BEGIN Entries provided
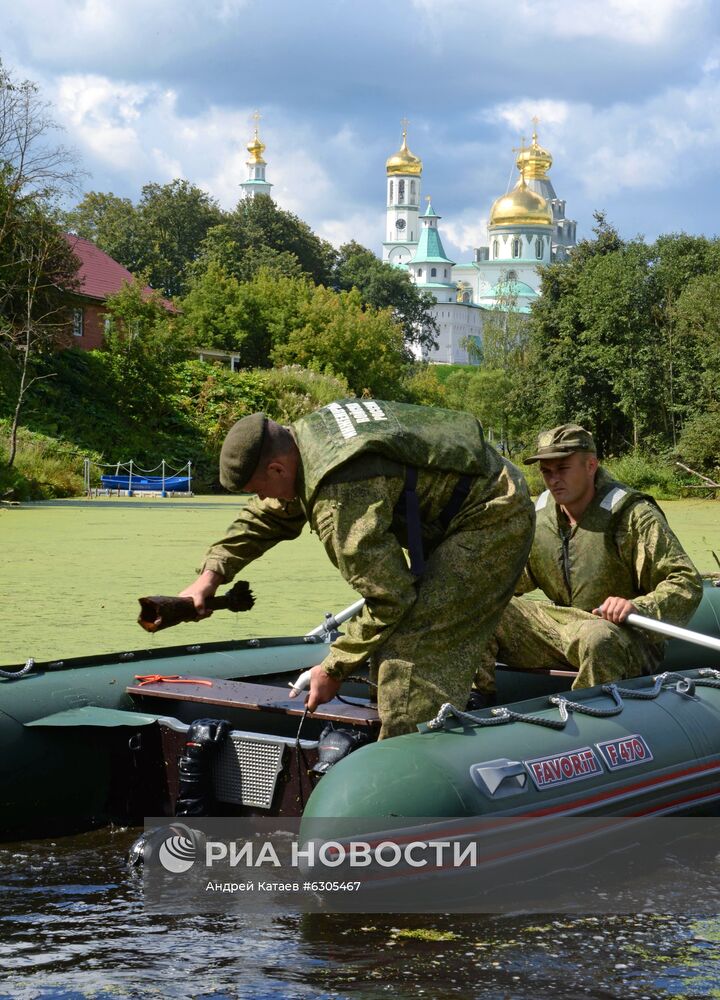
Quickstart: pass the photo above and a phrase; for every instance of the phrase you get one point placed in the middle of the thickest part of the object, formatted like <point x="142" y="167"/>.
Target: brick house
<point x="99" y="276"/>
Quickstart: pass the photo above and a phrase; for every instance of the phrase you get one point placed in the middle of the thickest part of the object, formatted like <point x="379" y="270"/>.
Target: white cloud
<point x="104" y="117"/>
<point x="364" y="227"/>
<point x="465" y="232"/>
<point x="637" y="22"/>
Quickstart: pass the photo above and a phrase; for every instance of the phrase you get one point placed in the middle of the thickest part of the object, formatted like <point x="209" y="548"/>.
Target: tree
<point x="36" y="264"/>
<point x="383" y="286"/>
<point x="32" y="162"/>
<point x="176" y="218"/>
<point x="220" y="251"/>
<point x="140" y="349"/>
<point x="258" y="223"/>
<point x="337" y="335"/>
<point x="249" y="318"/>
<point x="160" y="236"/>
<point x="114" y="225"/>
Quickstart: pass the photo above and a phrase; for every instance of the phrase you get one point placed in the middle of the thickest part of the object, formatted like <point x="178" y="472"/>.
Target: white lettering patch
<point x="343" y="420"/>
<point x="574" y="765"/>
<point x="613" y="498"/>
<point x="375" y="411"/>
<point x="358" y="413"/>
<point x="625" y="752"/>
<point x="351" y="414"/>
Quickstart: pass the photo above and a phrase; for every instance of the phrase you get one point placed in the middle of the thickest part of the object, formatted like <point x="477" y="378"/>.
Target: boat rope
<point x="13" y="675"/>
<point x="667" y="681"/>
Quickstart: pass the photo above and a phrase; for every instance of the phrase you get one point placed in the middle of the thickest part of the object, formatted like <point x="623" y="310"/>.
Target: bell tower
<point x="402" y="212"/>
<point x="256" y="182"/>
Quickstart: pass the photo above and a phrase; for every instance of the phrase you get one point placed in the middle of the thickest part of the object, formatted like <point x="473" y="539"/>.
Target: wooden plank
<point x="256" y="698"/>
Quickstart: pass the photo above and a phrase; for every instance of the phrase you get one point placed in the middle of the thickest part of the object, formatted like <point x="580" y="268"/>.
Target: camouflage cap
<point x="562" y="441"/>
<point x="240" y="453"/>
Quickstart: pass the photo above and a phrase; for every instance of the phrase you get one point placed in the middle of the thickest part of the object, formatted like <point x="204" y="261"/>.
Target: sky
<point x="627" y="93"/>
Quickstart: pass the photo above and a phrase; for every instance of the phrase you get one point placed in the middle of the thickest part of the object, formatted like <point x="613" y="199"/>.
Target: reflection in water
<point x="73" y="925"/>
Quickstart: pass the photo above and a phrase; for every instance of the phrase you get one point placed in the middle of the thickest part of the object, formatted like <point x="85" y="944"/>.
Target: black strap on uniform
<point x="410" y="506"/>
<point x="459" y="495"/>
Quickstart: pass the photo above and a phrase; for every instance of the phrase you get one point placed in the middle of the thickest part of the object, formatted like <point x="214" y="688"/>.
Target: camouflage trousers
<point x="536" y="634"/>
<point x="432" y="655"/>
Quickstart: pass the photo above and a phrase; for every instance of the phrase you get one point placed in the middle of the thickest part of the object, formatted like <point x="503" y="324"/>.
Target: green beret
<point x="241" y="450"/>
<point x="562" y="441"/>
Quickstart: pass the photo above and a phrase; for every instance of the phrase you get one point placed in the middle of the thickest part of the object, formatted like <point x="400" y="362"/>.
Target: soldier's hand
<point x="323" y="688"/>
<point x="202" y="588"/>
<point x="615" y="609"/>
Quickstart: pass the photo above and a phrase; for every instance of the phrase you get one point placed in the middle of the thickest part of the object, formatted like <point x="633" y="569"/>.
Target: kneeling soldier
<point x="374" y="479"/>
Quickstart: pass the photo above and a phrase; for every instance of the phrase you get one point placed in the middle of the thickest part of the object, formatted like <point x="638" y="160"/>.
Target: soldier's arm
END Entries provided
Action item
Every entry must be reproduced exactly, with the images left out.

Answer box
Quickstart: pass the photo above and a phrase; for every instance of the phrase you get one point placed in the middle of the thickest part of the object, formatted like <point x="142" y="167"/>.
Target: brick house
<point x="99" y="276"/>
Quickstart: pass the photo above and a phrase; for every instance of the phrase you get one point placed in the middle of the thickest part of the object, formatted like <point x="379" y="270"/>.
Target: white cloud
<point x="104" y="117"/>
<point x="364" y="227"/>
<point x="465" y="232"/>
<point x="637" y="22"/>
Quickstart: pass the photo above and a phrase; for every instance of the phrase you get one point placed in the middle of the thickest part of the object, formatted like <point x="209" y="548"/>.
Target: tree
<point x="36" y="264"/>
<point x="383" y="286"/>
<point x="32" y="162"/>
<point x="176" y="218"/>
<point x="220" y="251"/>
<point x="140" y="349"/>
<point x="258" y="223"/>
<point x="337" y="335"/>
<point x="249" y="318"/>
<point x="160" y="236"/>
<point x="114" y="225"/>
Quickstart: pass the photo above and a phrase; for every instance of the phrase you get one point placed in the middle of the thickest part of the object, formatted like <point x="178" y="472"/>.
Target: white lettering patch
<point x="343" y="420"/>
<point x="574" y="765"/>
<point x="613" y="498"/>
<point x="375" y="411"/>
<point x="358" y="413"/>
<point x="625" y="752"/>
<point x="351" y="414"/>
Quickstart: pass the photo above and a phrase; for every instance of the phrase you get one point placed in the middle of the thickest part of the object, formatted like <point x="477" y="378"/>.
Target: boat rope
<point x="13" y="675"/>
<point x="667" y="681"/>
Quickstart: pass the photo above and a phrase; for every instance of the phrase you get one point placed in the middle of the thickest part of the object, formatted like <point x="623" y="310"/>.
Target: bell tower
<point x="402" y="212"/>
<point x="256" y="182"/>
Quickstart: pass the photo above and a phrase; for every instance of the phrase you get one point placed in the middle of the thickest part of the object, formatted like <point x="473" y="539"/>.
Target: wooden plank
<point x="256" y="698"/>
Quickstart: pass the photo above and a phrase; for every instance of the phrase you get one point placed in the middle of the thickest part of the object, formatted like <point x="580" y="268"/>.
Target: camouflage cap
<point x="562" y="441"/>
<point x="240" y="453"/>
Quickstart: pass the photo above and a phrase; for every instance of the phrase you get one point placed in the middle of the thickest part of the object, formatted like <point x="204" y="261"/>.
Target: sky
<point x="627" y="93"/>
Quickstart: pass the photo above and a phrase; for every instance of the phrase you get one point placed in the middle of the thickest part of the object, formatted like <point x="613" y="199"/>.
Target: reflection in water
<point x="73" y="925"/>
Quickstart: pass the photo above and a phrase; for every instance of the phrase you get one point placed in the middle of the thickest part of the object, formatted like <point x="85" y="944"/>.
Target: black strap on uniform
<point x="410" y="506"/>
<point x="459" y="495"/>
Quickstart: pass the photo above and a phrase; for every instance of the phrase you get one point placed in the middle of the thickest part of the object, formatted like <point x="214" y="688"/>.
Target: camouflage trousers
<point x="536" y="634"/>
<point x="432" y="655"/>
Quickstart: pass the photo above and a phrase; for every instance of the phrase you get one point placed in the middle of the thickest part of the object, formatted like <point x="503" y="324"/>.
Target: green beret
<point x="241" y="450"/>
<point x="562" y="441"/>
Quickstart: pass the photo above and a phrase; for every instance of the phrase you get one point placed in the middle of the thickest part of the object, formatted like <point x="400" y="362"/>.
Target: soldier's hand
<point x="323" y="688"/>
<point x="202" y="588"/>
<point x="615" y="609"/>
Quickstart: pass the photo above and a phrase; for every instance of the phrase you get one point placed in the middle of the thickest part of the object, formatted like <point x="633" y="569"/>.
Target: kneeling soldier
<point x="374" y="479"/>
Quickstart: pass the photo above and a phrase; for every instance of the phrase you get one point placed in the middle of the thickest part of the object, formatted like <point x="638" y="160"/>.
Target: soldier's arm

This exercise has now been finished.